* Objective: Please carry on the passage below about whiteflies and the damage they do to vegetable farms, starting after its last sentence.

Left unchecked, whiteflies threaten to wreak havoc on the profitability of the state’s top industry—agriculture.
Tifton County farmer Bill Brim was one of the producers hit hard by the pest. Most of the squash crop was ruined at Brim’s Lewis Taylor Farms, an 80-year-old family-run farm. His crews packed only 88,000 boxes of squash compared to the more than 380,000 they’d done two years before. It was a devasting financial blow.
“We’ve got to do something to corral these whiteflies,” Brim says. “If we don’t, our vegetable industry is going to be gone.”
Over the years, Brim has worked closely with the University of Georgia and Cooperative Extension agents to manage similar threats to his crops and the farm’s bottom line. Now, he and other farmers are counting on the university to provide new solutions to minimize the whitefly problem.

* Listing:
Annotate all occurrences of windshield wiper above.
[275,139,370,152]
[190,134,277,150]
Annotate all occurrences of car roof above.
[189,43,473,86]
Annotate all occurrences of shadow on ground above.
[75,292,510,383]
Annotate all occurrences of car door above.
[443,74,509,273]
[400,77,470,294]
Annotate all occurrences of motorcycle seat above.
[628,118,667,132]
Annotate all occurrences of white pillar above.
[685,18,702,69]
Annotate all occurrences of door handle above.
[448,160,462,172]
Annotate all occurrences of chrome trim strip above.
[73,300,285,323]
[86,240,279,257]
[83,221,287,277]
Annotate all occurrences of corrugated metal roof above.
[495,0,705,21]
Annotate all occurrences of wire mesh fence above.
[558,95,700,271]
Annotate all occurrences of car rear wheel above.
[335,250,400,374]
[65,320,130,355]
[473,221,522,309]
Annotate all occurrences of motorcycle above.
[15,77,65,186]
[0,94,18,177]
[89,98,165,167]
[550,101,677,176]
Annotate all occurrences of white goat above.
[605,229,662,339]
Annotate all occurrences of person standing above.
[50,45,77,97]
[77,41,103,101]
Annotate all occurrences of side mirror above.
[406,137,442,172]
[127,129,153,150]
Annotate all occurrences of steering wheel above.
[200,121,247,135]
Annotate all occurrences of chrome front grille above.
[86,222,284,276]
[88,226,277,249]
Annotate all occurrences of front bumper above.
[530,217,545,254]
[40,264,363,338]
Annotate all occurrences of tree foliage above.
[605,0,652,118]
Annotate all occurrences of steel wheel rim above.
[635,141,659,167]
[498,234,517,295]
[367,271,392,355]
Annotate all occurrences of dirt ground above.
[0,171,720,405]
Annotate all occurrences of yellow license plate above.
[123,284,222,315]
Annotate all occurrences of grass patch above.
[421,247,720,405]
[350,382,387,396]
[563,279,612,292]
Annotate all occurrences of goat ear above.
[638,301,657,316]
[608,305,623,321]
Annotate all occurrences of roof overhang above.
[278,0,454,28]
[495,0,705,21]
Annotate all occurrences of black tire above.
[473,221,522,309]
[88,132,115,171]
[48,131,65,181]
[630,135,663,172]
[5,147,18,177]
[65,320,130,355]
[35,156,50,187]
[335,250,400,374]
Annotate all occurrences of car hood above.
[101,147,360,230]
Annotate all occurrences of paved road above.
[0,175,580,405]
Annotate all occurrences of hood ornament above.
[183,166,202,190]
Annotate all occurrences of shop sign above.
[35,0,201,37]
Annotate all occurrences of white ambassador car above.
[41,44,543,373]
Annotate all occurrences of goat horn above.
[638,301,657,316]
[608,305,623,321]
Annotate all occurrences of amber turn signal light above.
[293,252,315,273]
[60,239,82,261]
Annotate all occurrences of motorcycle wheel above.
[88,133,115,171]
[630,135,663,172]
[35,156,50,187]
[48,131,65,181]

* Expected output:
Determined to prevent another devastating season, UGA formed a team of researchers and Cooperative Extension specialists to tackle the challenge. The team, which includes entomologists, horticulturists, and plant pathologists with the College of Agricultural and Environmental Sciences, is attacking the threat on multiple fronts. While some are tracking whitefly populations to determine the pests’ ideal environment, others are helping farmers mitigate the damage infestations will have to their crops.
Tracking Whitefly Movements
Whitefly infestations are tough to manage, even with pesticides, as Brim can attest.
“We sprayed and sprayed and sprayed,” he said, “but we couldn’t control them.”
That’s because whiteflies have a prolific reproductive cycle. A female can lay between 150 and 200 eggs over the course of its weeks-long lifespan. And it only takes those offspring two to four weeks to mature into adults and begin reproducing themselves. So, when a population takes hold, even pesticides can’t always eliminate the problem.
The key is preventing an infestation in the first place.
To stop the next mass infestation, researchers have to understand what conditions are rife for whitefly propagation. That, it turns out, requires a lot of driving.
Apurba Barman, a postdoctoral researcher, and other colleagues cover 800 miles of roadway each week. They are counting the whiteflies caught in traps set up every 5 miles from Dothan, Alabama, to Vidalia, Georgia, to learn where populations are growing. They compare population data in an area with environmental factors, such as crop configurations.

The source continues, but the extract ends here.